● **Material for this task**:
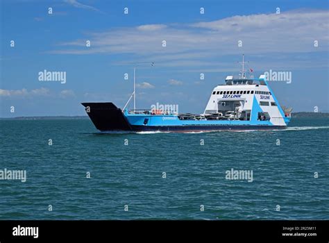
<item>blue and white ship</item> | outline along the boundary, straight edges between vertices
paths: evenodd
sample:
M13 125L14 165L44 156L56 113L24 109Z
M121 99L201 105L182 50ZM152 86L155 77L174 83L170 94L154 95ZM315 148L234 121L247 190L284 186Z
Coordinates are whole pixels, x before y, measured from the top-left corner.
M216 86L202 114L178 114L161 109L137 110L135 90L123 109L111 102L83 103L87 114L101 131L199 132L225 130L272 130L287 128L292 108L281 107L266 80L228 76ZM126 109L131 98L134 109Z

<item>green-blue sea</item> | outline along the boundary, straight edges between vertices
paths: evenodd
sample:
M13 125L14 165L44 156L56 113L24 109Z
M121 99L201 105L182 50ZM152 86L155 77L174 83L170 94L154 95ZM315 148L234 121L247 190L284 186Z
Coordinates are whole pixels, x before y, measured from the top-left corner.
M0 180L0 219L329 219L328 135L328 118L137 134L1 120L0 170L26 170L26 181ZM252 181L228 179L232 169Z

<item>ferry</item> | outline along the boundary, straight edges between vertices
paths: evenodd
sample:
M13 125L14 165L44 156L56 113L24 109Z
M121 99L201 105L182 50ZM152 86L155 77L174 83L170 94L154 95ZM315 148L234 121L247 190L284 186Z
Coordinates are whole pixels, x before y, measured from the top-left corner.
M280 106L265 75L247 77L242 56L242 72L228 76L225 83L213 89L201 114L178 114L164 109L135 108L134 91L121 109L112 102L82 103L100 131L203 132L220 131L276 130L287 128L291 108ZM134 108L126 108L133 97Z

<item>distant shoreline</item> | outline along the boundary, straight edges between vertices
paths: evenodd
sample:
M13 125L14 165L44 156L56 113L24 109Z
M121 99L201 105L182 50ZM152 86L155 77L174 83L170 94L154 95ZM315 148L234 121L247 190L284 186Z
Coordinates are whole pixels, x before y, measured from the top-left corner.
M293 112L292 117L329 117L329 112ZM83 116L34 116L34 117L0 117L0 120L63 120L63 119L89 119L87 115Z

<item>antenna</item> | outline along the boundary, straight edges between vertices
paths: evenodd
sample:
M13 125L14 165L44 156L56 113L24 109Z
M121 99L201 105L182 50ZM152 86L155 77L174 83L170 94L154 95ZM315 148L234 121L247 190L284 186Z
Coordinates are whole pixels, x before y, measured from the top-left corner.
M244 54L242 54L242 62L237 62L238 63L242 64L242 78L246 78L246 73L244 72L244 64L248 63L248 62L244 61Z

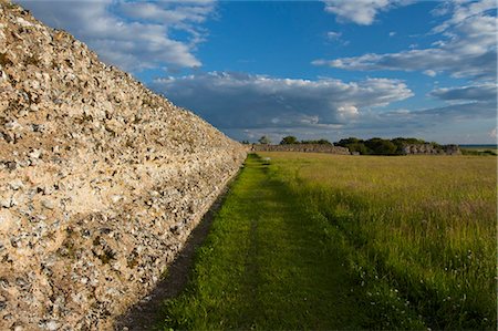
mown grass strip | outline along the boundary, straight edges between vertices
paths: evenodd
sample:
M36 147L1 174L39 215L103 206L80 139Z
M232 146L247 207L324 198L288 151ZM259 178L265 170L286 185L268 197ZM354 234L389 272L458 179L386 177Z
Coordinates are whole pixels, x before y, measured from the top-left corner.
M250 155L159 329L357 329L365 307L333 228ZM371 325L371 324L370 324Z

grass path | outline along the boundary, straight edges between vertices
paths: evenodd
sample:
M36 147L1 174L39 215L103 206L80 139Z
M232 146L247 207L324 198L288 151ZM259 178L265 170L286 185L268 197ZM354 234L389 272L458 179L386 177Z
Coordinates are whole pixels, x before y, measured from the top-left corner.
M364 309L323 226L249 156L159 328L361 328Z

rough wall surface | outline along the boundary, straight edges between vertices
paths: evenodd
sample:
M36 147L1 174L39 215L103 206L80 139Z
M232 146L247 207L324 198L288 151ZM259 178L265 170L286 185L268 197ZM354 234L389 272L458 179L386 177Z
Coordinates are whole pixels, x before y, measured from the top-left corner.
M349 155L350 149L333 145L321 144L289 144L289 145L252 145L255 152L308 152Z
M0 1L0 330L111 328L245 156Z

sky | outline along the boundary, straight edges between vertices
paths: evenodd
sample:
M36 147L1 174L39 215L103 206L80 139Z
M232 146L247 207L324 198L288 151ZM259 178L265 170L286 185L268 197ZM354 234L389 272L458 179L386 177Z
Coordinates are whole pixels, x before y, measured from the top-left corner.
M497 1L20 0L228 136L497 142Z

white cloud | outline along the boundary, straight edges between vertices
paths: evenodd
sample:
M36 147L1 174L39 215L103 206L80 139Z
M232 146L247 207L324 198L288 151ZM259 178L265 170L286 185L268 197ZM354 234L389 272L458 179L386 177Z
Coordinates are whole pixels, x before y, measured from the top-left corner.
M492 103L497 100L496 83L476 84L469 86L436 89L429 95L448 101L474 101Z
M342 35L342 32L334 32L334 31L326 32L326 38L329 40L338 40L341 38L341 35Z
M214 1L18 2L46 24L87 43L104 62L135 72L200 66L194 51L205 33L198 24L214 11ZM174 30L186 32L188 38L174 39Z
M354 58L317 60L315 65L345 70L425 71L426 74L446 72L454 77L495 80L497 75L496 17L489 10L495 1L457 2L454 14L436 29L442 40L432 48L398 53L367 53Z
M408 0L325 0L325 11L334 13L339 21L371 25L380 11L406 6Z
M428 75L429 77L435 77L437 75L437 72L435 72L434 70L427 69L427 70L424 70L424 74Z
M413 95L398 80L345 83L210 72L156 80L153 89L220 128L343 124L372 107Z

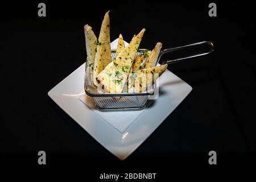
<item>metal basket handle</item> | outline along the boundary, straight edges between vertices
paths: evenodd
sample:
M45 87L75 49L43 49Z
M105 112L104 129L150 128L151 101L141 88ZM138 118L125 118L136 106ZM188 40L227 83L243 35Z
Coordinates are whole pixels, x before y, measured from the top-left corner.
M199 53L195 54L195 55L191 55L191 56L189 56L187 57L180 57L180 58L177 58L177 59L175 59L174 60L170 60L168 61L164 61L163 63L162 63L161 64L175 63L177 62L181 61L185 59L205 55L207 55L207 54L212 52L212 51L213 51L213 44L210 41L203 41L203 42L198 42L198 43L192 44L189 44L189 45L186 45L186 46L180 46L180 47L174 47L174 48L164 49L160 52L159 56L158 56L158 59L157 63L158 63L158 62L159 61L159 60L161 58L161 56L166 52L175 51L177 51L177 50L180 50L180 49L184 49L186 48L195 47L196 46L201 45L201 44L207 44L210 46L210 49L209 51L203 52L203 53Z

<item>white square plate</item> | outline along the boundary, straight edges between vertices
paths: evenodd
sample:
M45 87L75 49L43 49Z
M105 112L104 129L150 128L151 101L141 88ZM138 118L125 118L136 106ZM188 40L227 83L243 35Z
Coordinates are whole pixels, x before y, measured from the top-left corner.
M117 44L117 39L111 43L112 48L116 48ZM84 64L48 94L98 143L121 160L133 153L192 90L190 85L166 70L159 78L159 97L149 100L149 106L141 111L100 111L84 93L85 70ZM125 114L130 117L124 117ZM121 115L122 119L118 119Z

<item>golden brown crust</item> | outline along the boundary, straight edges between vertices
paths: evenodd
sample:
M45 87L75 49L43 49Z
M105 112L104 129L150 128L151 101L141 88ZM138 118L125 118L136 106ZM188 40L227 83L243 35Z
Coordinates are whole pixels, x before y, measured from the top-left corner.
M118 57L98 74L97 80L104 86L104 89L108 92L122 93L144 31L145 29L143 28L137 36L134 37ZM115 79L113 80L109 78L110 76L106 78L111 71L114 71ZM111 82L115 83L114 86L110 84Z
M108 11L101 24L101 31L95 50L94 65L93 67L93 84L98 85L96 77L108 64L112 61L110 49L110 34L109 27L109 15Z
M155 67L161 48L162 48L162 43L158 42L155 46L153 50L152 50L150 55L148 56L148 59L146 61L144 68L148 68Z

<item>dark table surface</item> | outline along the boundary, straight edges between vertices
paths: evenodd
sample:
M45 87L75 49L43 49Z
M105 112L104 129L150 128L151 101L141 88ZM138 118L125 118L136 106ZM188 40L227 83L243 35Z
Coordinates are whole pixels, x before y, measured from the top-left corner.
M204 167L211 150L217 153L218 166L251 164L256 151L255 3L216 2L217 16L209 17L210 2L47 2L43 18L38 16L39 2L2 5L2 164L97 172L158 168L163 163ZM47 96L84 62L84 25L98 36L109 10L112 41L122 33L129 42L145 28L141 48L152 48L158 42L163 48L201 40L214 45L210 55L168 65L193 89L123 162ZM47 153L46 166L38 164L40 150Z

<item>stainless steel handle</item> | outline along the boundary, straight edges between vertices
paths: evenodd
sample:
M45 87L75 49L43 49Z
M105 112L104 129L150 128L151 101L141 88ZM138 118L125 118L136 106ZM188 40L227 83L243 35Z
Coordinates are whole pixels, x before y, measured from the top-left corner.
M161 56L166 52L180 50L180 49L184 49L186 48L189 48L189 47L196 46L199 46L199 45L201 45L201 44L209 44L210 46L210 49L209 51L203 52L203 53L199 53L195 54L195 55L192 55L191 56L189 56L187 57L180 57L180 58L177 58L177 59L175 59L174 60L170 60L168 61L164 61L163 63L162 63L161 64L175 63L184 60L185 59L205 55L207 55L207 54L212 52L212 51L213 51L213 44L210 41L203 41L203 42L198 42L198 43L192 44L189 44L189 45L186 45L186 46L180 46L180 47L174 47L174 48L164 49L160 52L159 56L158 56L158 59L157 63L158 63L160 59L161 59Z

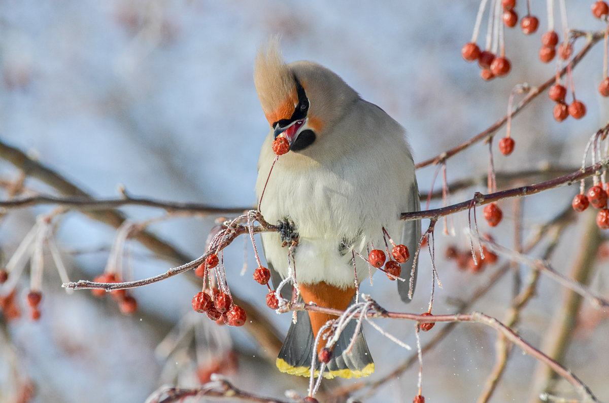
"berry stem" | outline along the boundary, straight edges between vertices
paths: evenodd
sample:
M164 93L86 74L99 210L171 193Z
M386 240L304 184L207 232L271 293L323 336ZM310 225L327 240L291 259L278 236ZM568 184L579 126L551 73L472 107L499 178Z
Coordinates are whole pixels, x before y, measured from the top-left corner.
M478 34L480 33L480 24L482 22L482 15L484 14L484 9L487 7L488 0L482 0L480 2L480 7L478 7L478 13L476 16L476 24L474 24L474 32L471 35L471 41L476 43L478 40Z

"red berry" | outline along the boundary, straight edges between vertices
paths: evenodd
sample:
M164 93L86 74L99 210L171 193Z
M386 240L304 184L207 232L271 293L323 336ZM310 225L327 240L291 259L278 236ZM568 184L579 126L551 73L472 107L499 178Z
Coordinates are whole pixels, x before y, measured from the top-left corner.
M597 1L592 5L592 13L597 18L609 14L609 5L604 1Z
M482 51L478 55L478 65L483 69L490 68L491 63L495 60L495 55L489 51Z
M373 249L368 255L368 261L376 268L385 264L385 252L380 249Z
M607 205L607 194L603 188L594 186L588 189L588 200L596 208L604 208Z
M554 110L552 111L554 119L557 122L562 122L569 117L569 107L565 102L557 102L554 105Z
M484 218L491 226L495 226L501 222L503 213L497 203L491 203L484 208Z
M512 65L507 57L496 57L491 63L491 71L498 77L503 77L510 72Z
M434 316L429 312L425 312L421 314L421 316ZM424 323L419 323L419 329L422 330L423 332L428 332L431 330L431 328L434 327L435 323L434 322L426 322Z
M270 270L266 267L260 266L254 270L254 279L258 284L264 285L269 282L270 278Z
M514 150L514 139L511 137L504 137L499 141L499 150L504 155L509 155Z
M40 318L40 311L34 308L30 311L30 317L32 320L38 320Z
M523 29L523 32L526 35L530 35L536 30L539 26L539 20L537 17L532 15L527 15L520 21L520 27Z
M568 60L573 47L568 42L563 42L558 46L558 56L563 60Z
M474 42L466 43L461 48L461 55L467 61L473 61L480 55L480 48Z
M484 253L484 261L485 263L488 264L495 264L499 259L499 256L495 252L491 252L491 251L487 249L485 246L482 246L482 252Z
M402 268L400 267L400 264L395 261L389 261L385 264L385 272L389 273L387 277L389 278L390 280L395 280L395 278L389 275L390 274L396 277L400 277L400 274L402 272Z
M539 49L539 60L544 63L550 63L556 55L556 48L554 46L541 46Z
M576 195L571 202L571 206L576 211L582 212L588 208L590 204L590 201L588 200L586 195Z
M222 317L222 313L213 306L205 311L205 315L214 321Z
M503 23L506 27L513 28L518 22L518 15L513 10L503 12Z
M218 257L214 253L212 253L205 258L205 264L209 268L213 268L218 265Z
M245 315L245 310L243 308L238 305L233 305L230 310L227 313L227 318L228 320L229 326L242 326L245 324L247 315Z
M283 137L278 137L273 142L273 152L277 155L283 155L290 150L290 144Z
M483 69L480 72L480 77L482 77L482 80L484 81L490 81L495 78L495 74L493 74L490 69Z
M558 44L558 34L554 31L548 31L541 35L541 44L544 46L555 47Z
M599 84L599 92L604 97L609 97L609 77L605 77Z
M332 351L327 347L324 347L319 351L319 352L317 354L317 358L319 359L320 362L325 362L327 364L330 362L330 359L332 359Z
M509 11L516 7L516 0L501 0L501 6L505 11Z
M586 114L586 105L582 101L573 101L569 105L569 114L576 119L582 119Z
M410 258L410 253L406 245L396 245L391 250L391 256L393 256L393 259L398 263L406 263L406 261Z
M279 300L275 295L275 291L271 291L267 294L267 306L271 309L276 309L279 307Z
M547 96L555 102L562 102L567 94L567 89L560 84L554 84L547 91Z
M138 301L131 295L125 295L118 304L123 315L131 315L138 310Z
M204 291L197 293L192 297L192 309L200 314L203 314L213 306L211 297Z
M220 312L228 310L232 304L230 296L226 293L220 292L214 296L214 306Z
M30 291L27 293L27 304L30 307L35 309L42 300L42 294L40 291Z
M604 208L599 210L596 214L596 225L601 230L609 229L609 209Z
M5 269L0 269L0 284L3 284L9 279L9 272Z

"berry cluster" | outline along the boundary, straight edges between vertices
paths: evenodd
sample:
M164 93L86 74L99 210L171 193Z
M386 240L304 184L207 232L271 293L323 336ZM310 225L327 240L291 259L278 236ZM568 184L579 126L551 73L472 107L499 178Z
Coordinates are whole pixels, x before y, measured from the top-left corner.
M96 282L121 282L122 279L116 273L104 273L95 278ZM91 290L95 296L103 298L106 295L106 290L102 289L93 289ZM123 315L131 315L138 310L138 301L127 290L113 290L110 292L112 299L118 303L118 307Z
M401 274L402 268L400 264L406 263L410 259L410 254L405 245L394 245L391 250L391 255L393 260L390 259L385 263L387 258L385 252L380 249L373 249L368 254L368 262L384 272L389 279L393 281L395 280L395 277L400 277ZM384 268L382 268L383 265L385 266Z
M609 229L609 209L607 208L607 199L609 198L609 183L604 186L595 184L588 189L586 194L576 195L571 202L571 206L576 211L582 212L588 208L590 205L599 209L596 214L596 225L602 230Z
M484 236L487 239L492 239L490 235ZM495 253L488 250L484 245L482 245L482 254L484 255L484 259L482 259L481 254L476 251L476 261L474 261L470 250L459 250L457 247L451 245L446 248L445 257L447 259L454 260L457 263L457 267L462 270L469 270L472 273L478 273L482 272L487 265L493 265L499 259Z

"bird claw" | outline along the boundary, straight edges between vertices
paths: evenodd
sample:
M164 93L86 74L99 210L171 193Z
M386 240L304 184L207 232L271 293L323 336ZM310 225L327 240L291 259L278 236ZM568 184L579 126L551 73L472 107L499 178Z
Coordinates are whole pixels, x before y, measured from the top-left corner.
M298 234L296 232L294 221L284 219L277 222L277 226L279 227L279 234L283 242L281 247L298 243Z

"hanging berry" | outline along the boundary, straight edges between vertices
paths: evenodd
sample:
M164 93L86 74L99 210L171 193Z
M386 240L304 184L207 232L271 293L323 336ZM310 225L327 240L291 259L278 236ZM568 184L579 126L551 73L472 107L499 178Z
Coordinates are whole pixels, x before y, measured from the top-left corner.
M573 209L579 212L583 211L588 208L590 204L590 201L588 200L588 197L586 197L586 195L582 194L576 195L571 202Z
M514 139L511 137L504 137L499 141L499 150L504 155L509 155L514 150Z
M496 203L487 205L484 208L484 218L491 226L496 226L501 222L503 212Z
M373 249L368 255L368 261L376 268L382 267L385 264L385 252L380 249Z

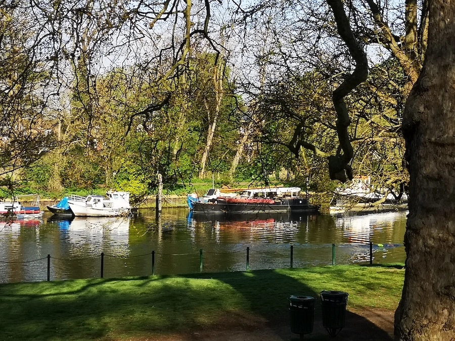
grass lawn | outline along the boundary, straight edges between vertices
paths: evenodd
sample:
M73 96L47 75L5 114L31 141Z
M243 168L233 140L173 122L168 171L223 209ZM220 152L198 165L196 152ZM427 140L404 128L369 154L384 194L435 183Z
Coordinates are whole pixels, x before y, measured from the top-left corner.
M215 327L230 316L280 323L290 295L322 290L349 293L350 307L393 310L404 273L345 265L2 284L0 340L123 340Z

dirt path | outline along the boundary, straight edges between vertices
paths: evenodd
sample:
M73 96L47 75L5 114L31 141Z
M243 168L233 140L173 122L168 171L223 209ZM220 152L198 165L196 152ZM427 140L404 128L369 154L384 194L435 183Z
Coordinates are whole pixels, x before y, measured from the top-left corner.
M303 338L291 332L289 321L268 321L255 316L222 316L210 330L175 335L153 336L130 341L393 341L394 312L379 309L349 309L345 327L332 337L315 314L313 332Z

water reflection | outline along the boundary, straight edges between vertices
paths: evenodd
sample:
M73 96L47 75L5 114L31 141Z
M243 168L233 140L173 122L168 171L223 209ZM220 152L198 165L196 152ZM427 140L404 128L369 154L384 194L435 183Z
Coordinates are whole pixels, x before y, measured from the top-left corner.
M100 275L105 277L156 273L244 270L246 248L252 269L367 261L374 244L375 262L403 262L405 213L230 216L191 214L185 210L140 211L130 219L61 218L47 213L41 220L0 222L0 281L45 280L47 255L51 279Z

● **Exercise task**: Please return, word for word, everything in the data above from the line containing "dirt path |" down to the line containing "M303 338L291 332L289", including both of those lines.

● **Result of this exercise**:
dirt path | outline along the boundary, straight edges between vertices
paths: evenodd
sample:
M73 96L47 75L5 114L31 141Z
M243 168L233 140L173 122L168 171L223 209ZM220 152L198 165L196 152ZM427 140L404 128L369 154L384 194L435 183Z
Coordinates are whole pixels, x before y, measured from the top-left corner.
M303 338L291 332L289 321L268 321L255 316L222 316L210 330L175 335L153 336L130 341L393 341L394 312L379 309L349 309L345 327L332 337L315 314L313 332Z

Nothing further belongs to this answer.